READING PASSAGE =>
1

I have to manipulate strings present under a big HashSet Object and I would like to know if there is any possibility of manipulating existing HashSet object with out creating a new HashSet object

Below is my current logic, in which, I wanted to avoid the creation of 2nd HashSet (set2 object).

HashSet<String> set1 = new HashSet<String>();
set1.add("AB.12");
set1.add("CD.34");
set1.add("EF.56");
set1.add("GH.78");

HashSet<String> set2 = new HashSet<String>();
for(String data : set1) {
    set2.add(data.substring(0,2));
}

P.S.: The reason for going for a Set is to avoid duplicate entries (come from different source).

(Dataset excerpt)
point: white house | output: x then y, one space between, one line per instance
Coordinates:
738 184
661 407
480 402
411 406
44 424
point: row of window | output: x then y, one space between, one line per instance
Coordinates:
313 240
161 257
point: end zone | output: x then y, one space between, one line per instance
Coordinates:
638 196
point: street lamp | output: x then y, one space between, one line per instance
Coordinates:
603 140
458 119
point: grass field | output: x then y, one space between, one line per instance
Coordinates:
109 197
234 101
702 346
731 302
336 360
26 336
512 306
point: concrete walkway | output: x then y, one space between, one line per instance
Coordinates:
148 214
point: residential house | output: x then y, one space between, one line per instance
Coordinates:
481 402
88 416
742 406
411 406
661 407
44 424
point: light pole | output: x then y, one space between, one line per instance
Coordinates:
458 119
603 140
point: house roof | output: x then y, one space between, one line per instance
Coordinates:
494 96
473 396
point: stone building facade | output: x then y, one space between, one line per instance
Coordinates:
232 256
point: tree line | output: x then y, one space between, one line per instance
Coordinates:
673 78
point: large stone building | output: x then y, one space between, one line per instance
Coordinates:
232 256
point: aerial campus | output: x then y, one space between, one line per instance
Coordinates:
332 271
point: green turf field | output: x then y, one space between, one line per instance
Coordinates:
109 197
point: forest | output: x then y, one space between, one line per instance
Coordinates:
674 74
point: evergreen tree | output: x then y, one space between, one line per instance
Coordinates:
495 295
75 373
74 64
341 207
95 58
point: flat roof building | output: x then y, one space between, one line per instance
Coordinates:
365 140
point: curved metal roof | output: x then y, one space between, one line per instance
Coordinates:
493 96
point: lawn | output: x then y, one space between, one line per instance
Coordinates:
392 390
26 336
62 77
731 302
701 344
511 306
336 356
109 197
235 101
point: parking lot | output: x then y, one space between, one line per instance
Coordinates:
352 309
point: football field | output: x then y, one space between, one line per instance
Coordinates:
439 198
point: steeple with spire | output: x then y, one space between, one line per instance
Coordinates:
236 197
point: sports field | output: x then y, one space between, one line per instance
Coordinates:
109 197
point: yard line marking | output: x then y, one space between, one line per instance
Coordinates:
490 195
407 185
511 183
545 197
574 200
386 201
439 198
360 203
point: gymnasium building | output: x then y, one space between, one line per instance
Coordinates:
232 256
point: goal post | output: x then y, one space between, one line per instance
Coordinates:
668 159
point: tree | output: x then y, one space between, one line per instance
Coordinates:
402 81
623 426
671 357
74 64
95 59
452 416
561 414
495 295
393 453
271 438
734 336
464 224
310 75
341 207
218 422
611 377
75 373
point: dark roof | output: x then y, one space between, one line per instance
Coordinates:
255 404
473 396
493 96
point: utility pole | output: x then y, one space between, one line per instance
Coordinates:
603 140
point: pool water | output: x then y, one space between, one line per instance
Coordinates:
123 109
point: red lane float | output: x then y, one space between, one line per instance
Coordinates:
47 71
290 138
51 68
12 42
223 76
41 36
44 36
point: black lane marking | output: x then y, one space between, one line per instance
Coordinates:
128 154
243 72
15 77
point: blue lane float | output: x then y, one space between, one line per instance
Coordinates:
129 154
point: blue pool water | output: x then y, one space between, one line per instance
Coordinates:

ACTIONS TO TAKE =>
1. From the HashSet question, write out everything from "I have to manipulate" down to "HashSet (set2 object).".
2. Summarize the HashSet question in two sentences.
3. Answer these questions on the HashSet question:
(a) Which four strings are added to set1?
(b) What method call is applied to each string before it is added to set2?
(c) What reason does the poster give for using a Set?

RESULTS =>
1.
I have to manipulate strings present under a big HashSet Object and I would like to know if there is any possibility of manipulating existing HashSet object with out creating a new HashSet object

Below is my current logic, in which, I wanted to avoid the creation of 2nd HashSet (set2 object).

2. The poster needs to manipulate strings held in a large HashSet and asks whether the existing HashSet object can be changed without creating a new one. The current logic adds a substring of each string to a second HashSet, which the poster wants to avoid, and a Set is used because it prevents duplicate entries coming from different sources.

3.
(a) "AB.12", "CD.34", "EF.56" and "GH.78"
(b) data.substring(0,2)
(c) To avoid duplicate entries, which come from different sources